Region labeling records:
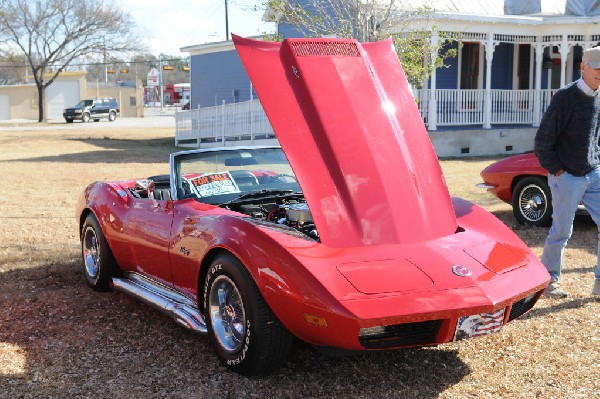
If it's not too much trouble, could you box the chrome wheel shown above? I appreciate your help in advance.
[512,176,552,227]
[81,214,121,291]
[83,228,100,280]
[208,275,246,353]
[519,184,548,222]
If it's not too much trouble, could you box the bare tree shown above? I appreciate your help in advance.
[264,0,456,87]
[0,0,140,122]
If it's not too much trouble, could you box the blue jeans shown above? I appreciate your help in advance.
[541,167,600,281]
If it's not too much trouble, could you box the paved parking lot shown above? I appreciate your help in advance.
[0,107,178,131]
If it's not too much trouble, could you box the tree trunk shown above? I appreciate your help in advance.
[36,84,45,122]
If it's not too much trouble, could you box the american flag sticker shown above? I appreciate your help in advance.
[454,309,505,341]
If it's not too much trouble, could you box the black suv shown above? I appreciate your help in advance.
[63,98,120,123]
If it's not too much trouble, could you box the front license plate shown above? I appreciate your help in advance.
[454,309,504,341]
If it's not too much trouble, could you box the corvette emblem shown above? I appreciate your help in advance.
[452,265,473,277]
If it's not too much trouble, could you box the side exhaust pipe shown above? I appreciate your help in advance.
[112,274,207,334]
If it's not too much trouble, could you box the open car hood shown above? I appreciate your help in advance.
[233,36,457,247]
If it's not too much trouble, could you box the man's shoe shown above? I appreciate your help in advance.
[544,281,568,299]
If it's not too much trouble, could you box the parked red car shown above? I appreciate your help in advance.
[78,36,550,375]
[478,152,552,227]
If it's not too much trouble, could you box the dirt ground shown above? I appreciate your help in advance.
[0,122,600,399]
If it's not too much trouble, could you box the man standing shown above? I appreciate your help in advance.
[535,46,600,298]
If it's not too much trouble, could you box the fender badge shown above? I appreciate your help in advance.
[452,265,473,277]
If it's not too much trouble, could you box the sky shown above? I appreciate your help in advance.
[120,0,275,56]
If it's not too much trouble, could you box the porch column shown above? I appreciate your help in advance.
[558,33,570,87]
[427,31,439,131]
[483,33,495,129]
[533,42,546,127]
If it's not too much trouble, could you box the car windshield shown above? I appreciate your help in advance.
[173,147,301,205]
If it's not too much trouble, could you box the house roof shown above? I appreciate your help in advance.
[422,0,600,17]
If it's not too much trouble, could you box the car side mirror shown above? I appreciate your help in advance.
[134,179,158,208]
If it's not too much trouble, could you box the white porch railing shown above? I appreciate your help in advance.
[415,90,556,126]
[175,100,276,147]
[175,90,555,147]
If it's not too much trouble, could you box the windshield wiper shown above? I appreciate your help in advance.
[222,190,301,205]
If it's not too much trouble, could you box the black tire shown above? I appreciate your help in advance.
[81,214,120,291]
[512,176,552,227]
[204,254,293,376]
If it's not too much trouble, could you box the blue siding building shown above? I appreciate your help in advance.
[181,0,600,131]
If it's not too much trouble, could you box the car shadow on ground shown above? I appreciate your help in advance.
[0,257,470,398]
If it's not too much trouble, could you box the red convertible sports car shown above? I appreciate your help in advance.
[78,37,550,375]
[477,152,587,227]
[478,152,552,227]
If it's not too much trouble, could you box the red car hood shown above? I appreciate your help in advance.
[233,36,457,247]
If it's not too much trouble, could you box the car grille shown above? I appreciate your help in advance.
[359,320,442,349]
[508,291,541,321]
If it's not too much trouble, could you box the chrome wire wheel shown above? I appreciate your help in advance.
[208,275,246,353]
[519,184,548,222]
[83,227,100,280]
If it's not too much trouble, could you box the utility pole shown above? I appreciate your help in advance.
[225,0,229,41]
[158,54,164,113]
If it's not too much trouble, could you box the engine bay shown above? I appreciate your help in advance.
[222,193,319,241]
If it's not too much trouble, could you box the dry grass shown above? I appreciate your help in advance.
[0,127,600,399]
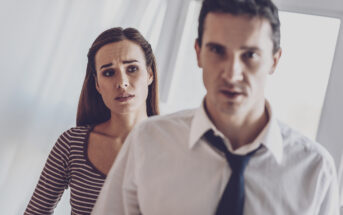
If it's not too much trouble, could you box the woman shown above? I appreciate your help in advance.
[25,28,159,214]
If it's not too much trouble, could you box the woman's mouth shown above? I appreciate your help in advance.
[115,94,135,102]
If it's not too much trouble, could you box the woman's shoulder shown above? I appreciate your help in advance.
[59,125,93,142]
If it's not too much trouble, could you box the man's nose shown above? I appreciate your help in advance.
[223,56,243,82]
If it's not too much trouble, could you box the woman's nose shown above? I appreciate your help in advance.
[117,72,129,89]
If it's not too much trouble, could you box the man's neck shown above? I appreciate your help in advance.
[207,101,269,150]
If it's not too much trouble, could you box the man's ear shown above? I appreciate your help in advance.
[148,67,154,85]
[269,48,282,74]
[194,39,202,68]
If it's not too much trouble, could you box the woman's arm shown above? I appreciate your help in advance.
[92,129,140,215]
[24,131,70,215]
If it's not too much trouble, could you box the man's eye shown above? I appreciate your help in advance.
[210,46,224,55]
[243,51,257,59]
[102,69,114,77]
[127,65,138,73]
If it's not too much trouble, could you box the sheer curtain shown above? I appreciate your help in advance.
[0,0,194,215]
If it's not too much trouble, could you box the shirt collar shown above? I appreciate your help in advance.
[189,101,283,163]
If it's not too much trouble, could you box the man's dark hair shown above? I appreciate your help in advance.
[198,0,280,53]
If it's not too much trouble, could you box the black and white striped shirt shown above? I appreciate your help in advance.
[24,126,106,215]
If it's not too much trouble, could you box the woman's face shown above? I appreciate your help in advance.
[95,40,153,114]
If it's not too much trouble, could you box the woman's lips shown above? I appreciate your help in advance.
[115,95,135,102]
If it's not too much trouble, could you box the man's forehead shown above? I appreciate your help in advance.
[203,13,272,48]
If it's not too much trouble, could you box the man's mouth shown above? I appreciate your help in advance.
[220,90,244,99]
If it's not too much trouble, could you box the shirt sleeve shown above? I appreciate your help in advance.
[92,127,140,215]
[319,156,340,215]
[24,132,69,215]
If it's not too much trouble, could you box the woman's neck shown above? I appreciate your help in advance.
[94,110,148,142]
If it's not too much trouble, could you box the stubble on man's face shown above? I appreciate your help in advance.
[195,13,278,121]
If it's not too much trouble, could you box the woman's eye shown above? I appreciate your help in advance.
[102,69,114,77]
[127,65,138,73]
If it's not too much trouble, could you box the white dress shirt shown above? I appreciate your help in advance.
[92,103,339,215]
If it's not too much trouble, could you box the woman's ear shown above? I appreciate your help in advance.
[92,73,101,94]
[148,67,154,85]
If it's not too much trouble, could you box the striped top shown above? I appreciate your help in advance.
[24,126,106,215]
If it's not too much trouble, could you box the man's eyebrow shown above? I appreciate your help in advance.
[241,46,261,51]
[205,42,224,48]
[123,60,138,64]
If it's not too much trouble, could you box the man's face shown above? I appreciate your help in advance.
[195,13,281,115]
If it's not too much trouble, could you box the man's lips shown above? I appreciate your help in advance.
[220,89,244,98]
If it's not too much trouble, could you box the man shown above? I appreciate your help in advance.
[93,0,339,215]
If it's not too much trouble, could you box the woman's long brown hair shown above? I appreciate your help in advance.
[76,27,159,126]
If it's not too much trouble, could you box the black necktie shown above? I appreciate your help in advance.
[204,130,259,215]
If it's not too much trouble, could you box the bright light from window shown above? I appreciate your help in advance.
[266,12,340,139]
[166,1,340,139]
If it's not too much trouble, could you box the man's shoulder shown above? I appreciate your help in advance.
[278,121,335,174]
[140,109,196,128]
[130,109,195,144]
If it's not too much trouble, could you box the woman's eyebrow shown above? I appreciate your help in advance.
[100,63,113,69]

...

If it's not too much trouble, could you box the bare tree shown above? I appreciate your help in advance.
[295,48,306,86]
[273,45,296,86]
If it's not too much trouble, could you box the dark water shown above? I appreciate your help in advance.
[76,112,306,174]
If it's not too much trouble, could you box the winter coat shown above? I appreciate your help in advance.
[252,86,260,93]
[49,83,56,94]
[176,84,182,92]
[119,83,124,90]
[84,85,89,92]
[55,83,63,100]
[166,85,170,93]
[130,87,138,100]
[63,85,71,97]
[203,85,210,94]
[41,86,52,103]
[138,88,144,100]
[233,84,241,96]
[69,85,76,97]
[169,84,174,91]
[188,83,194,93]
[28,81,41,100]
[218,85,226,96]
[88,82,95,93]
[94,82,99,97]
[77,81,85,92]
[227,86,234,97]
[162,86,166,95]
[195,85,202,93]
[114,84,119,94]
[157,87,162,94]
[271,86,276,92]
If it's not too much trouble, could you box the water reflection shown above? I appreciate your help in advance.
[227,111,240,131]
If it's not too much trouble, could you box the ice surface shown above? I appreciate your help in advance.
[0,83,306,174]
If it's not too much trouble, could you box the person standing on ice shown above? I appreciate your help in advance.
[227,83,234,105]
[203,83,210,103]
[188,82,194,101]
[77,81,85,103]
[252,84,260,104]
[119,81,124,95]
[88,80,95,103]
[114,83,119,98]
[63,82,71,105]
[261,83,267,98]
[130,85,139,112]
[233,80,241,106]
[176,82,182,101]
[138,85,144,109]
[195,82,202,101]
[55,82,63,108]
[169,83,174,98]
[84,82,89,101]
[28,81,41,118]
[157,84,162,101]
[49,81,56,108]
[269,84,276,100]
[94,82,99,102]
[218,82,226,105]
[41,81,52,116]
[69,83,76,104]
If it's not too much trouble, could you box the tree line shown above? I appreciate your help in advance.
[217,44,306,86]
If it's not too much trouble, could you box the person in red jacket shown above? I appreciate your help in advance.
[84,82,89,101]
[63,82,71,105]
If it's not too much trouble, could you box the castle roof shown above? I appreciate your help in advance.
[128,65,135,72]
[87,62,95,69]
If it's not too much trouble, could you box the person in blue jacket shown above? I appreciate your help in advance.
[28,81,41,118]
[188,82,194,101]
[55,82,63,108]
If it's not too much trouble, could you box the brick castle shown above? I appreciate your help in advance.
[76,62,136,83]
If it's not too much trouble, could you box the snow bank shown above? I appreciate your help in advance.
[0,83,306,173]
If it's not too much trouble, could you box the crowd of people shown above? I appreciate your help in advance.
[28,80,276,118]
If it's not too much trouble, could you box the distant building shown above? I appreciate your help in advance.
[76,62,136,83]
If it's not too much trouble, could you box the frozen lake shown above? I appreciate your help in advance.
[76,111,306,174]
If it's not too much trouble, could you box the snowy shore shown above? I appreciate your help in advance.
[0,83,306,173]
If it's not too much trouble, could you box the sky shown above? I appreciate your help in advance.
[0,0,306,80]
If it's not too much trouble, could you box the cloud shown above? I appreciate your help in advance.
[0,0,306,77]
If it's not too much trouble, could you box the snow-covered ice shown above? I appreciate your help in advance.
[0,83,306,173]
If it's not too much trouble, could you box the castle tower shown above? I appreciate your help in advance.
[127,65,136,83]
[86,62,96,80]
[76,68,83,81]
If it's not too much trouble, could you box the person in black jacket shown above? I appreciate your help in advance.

--

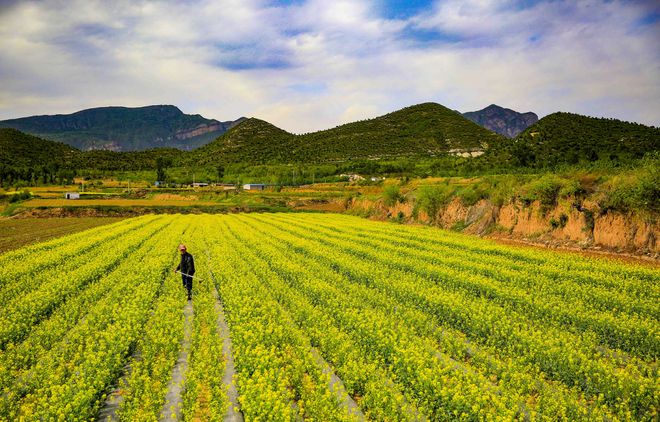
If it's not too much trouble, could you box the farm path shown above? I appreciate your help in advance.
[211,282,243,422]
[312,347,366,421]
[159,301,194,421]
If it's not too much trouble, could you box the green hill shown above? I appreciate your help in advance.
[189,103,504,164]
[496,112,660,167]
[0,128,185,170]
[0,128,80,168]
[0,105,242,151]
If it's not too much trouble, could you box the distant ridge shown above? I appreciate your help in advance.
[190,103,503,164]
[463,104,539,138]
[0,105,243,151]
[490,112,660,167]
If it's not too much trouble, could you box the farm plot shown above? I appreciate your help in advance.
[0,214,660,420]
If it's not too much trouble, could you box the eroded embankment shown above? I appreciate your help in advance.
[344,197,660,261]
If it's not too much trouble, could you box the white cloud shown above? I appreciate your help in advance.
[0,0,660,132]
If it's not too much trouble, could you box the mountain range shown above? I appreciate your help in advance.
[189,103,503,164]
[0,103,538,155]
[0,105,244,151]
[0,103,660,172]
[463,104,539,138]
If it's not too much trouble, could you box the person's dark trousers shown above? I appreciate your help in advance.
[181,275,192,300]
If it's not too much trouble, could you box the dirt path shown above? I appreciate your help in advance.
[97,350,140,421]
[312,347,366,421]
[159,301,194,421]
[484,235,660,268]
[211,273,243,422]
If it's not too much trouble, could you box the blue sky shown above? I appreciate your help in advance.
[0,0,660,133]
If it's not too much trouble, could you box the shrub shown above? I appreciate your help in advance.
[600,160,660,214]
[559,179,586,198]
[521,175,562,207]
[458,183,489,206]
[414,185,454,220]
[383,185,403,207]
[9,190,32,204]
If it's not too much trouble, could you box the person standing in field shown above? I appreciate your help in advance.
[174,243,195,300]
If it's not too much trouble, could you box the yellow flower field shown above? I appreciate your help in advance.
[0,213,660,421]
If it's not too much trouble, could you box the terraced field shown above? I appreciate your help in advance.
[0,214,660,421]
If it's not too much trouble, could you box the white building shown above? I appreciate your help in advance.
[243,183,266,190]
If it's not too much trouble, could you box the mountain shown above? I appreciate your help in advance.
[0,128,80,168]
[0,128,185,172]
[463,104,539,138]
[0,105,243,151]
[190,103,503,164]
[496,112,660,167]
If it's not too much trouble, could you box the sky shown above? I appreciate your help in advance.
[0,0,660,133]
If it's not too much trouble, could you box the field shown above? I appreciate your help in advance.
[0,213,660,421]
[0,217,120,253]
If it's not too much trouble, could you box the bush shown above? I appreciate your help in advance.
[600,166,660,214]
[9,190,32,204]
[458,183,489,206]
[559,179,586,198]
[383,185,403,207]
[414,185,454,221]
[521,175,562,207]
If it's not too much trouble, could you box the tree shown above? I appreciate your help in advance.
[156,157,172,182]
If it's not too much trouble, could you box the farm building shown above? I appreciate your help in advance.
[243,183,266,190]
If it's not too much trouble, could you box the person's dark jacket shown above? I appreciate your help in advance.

= What to produce =
Write out the lines between the one holding "the chrome wheel" and the one holding "[0,0,140,122]", inclusive, switching "bare tree" to "leafless tree" and leaving all else unchanged.

= Answer to the task =
If it's not too much trouble, could you box the chrome wheel shown above? I appreciate your help in advance.
[512,176,552,227]
[81,214,121,291]
[83,228,100,280]
[208,275,246,353]
[519,184,548,222]
If it's not too much trouble, could you box the leafless tree shown above? I appreciate your help in advance.
[264,0,456,87]
[0,0,140,122]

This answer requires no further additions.